▶ [STATED TASK 1]
Answer these questions from the Judith Crawley biography:
(a) Which university did Crawley graduate from?
(b) In what year did Crawley and her husband found Crawley Films?
(c) What was the title of the 1947 childcare short film that Crawley wrote, directed and starred in?

## BEGIN QUOTED PASSAGE

- Judith Crawley and family, c. 1950
- Born: Judith Rosemary Sparks April 12, 1914 Ottawa, Ontario, Canada
- Died: September 16, 1986 (aged 72) Ottawa, Ontario, Canada
- Other name: Judith Rosemary Sparks Crawley
- Education: McGill University
- Occupation: Filmmaker
- Known for: Filmmaking
- Spouse: Frank Radford "Budge" Crawley
- Children: Michal; Patrick; Roderick; Alexander; Jennifer; Mariah;
- Awards: Genie Award for Outstanding Contributions to the Canadian Film Industry

= Judith Crawley =

Canadian film director

Judith Rosemary (Sparks) Crawley (April 21, 1914 – September 16, 1986) was a Canadian film producer, cinematographer, director, and screenwriter. She and her husband Frank Radford "Budge" Crawley co-founded the production company Crawley Films in 1939.

Crawley is best known for writing the Academy Award-winning documentary The Man Who Skied Down Everest. She is considered to be the first Canadian female filmmaker, and is recognized as being a pioneer for women who work in the film industry.

==Early life==
Judith "Judy" Sparks was born in Ottawa, Ontario to Roderick Percy Sparks, a prominent tariff counsel and Rheba (Fraser) Sparks. She studied at the Ottawa Ladies' College, and later studying English and economics from 1933 to 1936, graduated from McGill University, having earned a Bachelor of Arts.

After her marriage to her next door neighbour, "Budge" Crawley, on October 1, 1938, Crawley became interested in filmmaking.

==Filmmaking career==
Crawley wrote the script and edited Île d'Orléans (1938), the first film she worked on with her husband. Shot during their honeymoon, the film won the Hiram Percy Maxim Award from the Royal Canadian Geographical Society for Best Amateur Film in 1939, making their collaboration the first Canadian film to receive this type of recognition.

Crawley and her husband founded Crawley Films in 1939. As her family grew, Crawley became increasingly interested how to properly raise children. In 1947, she wrote, directed and starred in the educational childcare short film Know Your Baby. Despite its financial failure upon release, the film became immensely popular with audiences, and prompted two follow-up series commissioned by McGraw Hill.

## END QUOTED PASSAGE
## BEGIN INPUT DATA

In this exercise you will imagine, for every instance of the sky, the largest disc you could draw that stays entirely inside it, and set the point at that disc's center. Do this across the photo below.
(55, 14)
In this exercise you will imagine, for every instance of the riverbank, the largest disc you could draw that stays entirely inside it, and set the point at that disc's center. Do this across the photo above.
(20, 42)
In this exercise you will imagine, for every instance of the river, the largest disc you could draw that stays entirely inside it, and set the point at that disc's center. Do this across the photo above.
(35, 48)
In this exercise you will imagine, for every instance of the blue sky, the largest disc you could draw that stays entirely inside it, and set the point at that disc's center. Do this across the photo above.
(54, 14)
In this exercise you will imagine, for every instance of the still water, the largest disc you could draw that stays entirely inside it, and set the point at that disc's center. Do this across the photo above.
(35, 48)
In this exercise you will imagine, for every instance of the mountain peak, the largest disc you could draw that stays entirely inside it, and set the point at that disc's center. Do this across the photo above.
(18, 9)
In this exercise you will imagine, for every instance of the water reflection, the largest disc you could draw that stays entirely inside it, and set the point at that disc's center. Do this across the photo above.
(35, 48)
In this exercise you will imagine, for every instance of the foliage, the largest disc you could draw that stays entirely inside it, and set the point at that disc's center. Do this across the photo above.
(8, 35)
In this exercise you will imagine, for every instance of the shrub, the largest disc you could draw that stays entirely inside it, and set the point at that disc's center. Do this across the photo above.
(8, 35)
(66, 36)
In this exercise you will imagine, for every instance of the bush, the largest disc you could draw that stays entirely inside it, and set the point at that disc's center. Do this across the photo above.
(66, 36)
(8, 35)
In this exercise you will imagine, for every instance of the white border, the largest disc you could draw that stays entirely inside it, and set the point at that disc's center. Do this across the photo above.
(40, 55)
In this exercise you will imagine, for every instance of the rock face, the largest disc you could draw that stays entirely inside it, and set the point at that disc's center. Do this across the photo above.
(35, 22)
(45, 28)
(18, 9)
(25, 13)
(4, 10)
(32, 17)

## END INPUT DATA

▶ [STATED TASK 2]
Rewrite the records from the line containing "the bush, the" through the end of the records, replacing "set the point" with "place the point" and leaving everything else unchanged.

▶ [WRITTEN SOLUTION 1]
(a) McGill University
(b) 1939
(c) Know Your Baby

▶ [WRITTEN SOLUTION 2]
In this exercise you will imagine, for every instance of the bush, the largest disc you could draw that stays entirely inside it, and place the point at that disc's center. Do this across the photo above.
(66, 36)
(8, 35)
In this exercise you will imagine, for every instance of the white border, the largest disc you could draw that stays entirely inside it, and place the point at that disc's center. Do this across the photo above.
(40, 55)
In this exercise you will imagine, for every instance of the rock face, the largest disc you could draw that stays entirely inside it, and place the point at that disc's center. Do this across the photo above.
(35, 22)
(45, 28)
(18, 9)
(25, 13)
(4, 10)
(32, 17)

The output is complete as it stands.